Supplied passage ->

§

Friday, August 12, 2011

Day 12 Today

So, I did my first double on Day 8-9. It was...difficult. I did a 75 min Bikram followed by a 90 min Bikram. Needless to say I thought it was 75 Vinyasa and 90 Bikram which is, to say the least, do-able. I struggled through the second class because of a lack of water and proper motivation. The only thing that made me go to the second class was Derek. He's a guy I befriended because he's working on his 90-day challenge! He's done with it next week! Can you believe that?! 90 days. Ugh. I definitely couldn't do that. Well, I possibly could, but then I'd have no weekend trips or weekends in the 'Boro. That would just be awful.

Day 10 went by in a haze. I went to the 6am class and Kelly (one of the sisters) taught this class. Let's just say she's definitely tougher than her sister. She teaches a pretty stringent class, but I've heard I haven't had the worst yet. Her name is Jenn and she normally teaches the 6am; I've never had her. I focused on breathing this day. I'm just having a difficult time with that. I stayed in child's pose most of this. My body was just drained. No stamina. No drive. So I did what I could and tried to keep an open mind for the next day.

§

Data rows ->
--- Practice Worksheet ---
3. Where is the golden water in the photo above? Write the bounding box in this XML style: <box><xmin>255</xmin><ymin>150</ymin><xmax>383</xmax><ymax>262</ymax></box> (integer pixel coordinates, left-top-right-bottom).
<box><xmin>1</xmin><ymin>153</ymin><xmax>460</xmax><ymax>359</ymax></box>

§

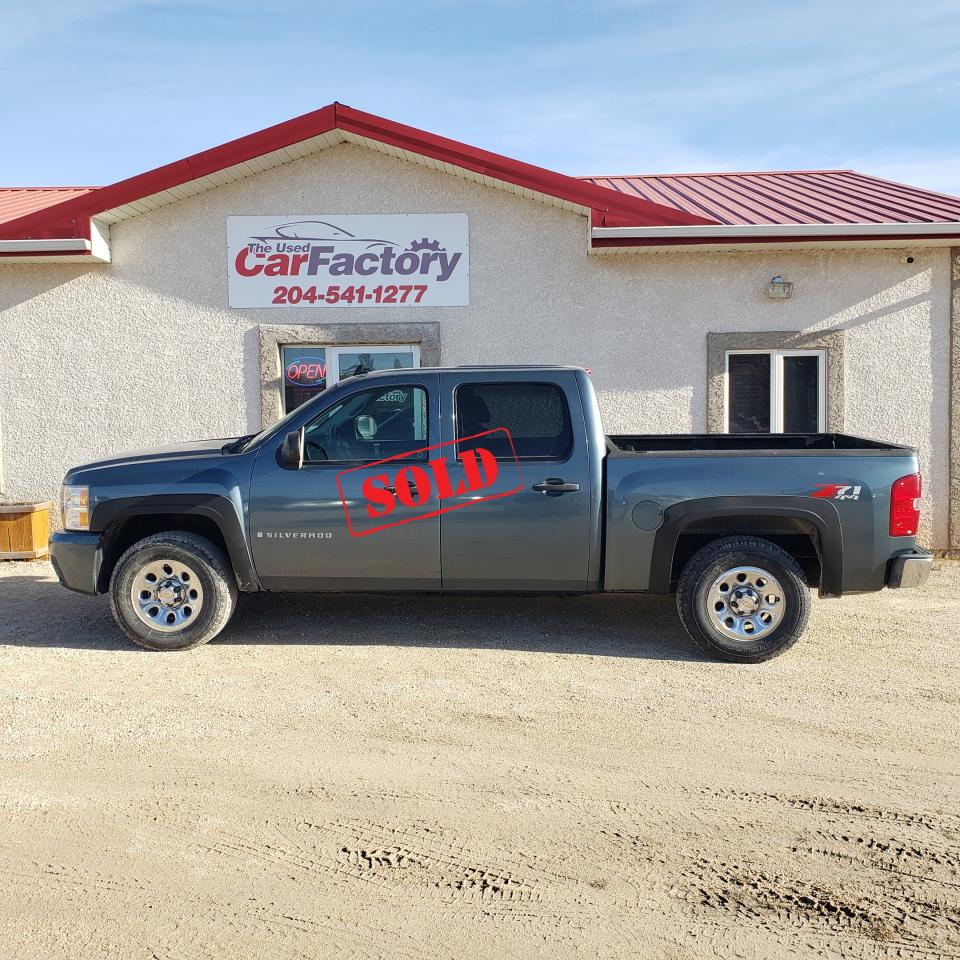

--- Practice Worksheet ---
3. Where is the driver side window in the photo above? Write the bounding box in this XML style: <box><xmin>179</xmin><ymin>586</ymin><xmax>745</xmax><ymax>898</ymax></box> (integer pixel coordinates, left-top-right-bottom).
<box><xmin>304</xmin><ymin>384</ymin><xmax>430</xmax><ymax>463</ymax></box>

§

Aim of the exercise ->
In the yoga blog post, rewrite the part that begins with the words "So, I did my" and ends with "just be awful.", changing "weekend trips" to "road trips".

Reply to the task ->
So, I did my first double on Day 8-9. It was...difficult. I did a 75 min Bikram followed by a 90 min Bikram. Needless to say I thought it was 75 Vinyasa and 90 Bikram which is, to say the least, do-able. I struggled through the second class because of a lack of water and proper motivation. The only thing that made me go to the second class was Derek. He's a guy I befriended because he's working on his 90-day challenge! He's done with it next week! Can you believe that?! 90 days. Ugh. I definitely couldn't do that. Well, I possibly could, but then I'd have no road trips or weekends in the 'Boro. That would just be awful.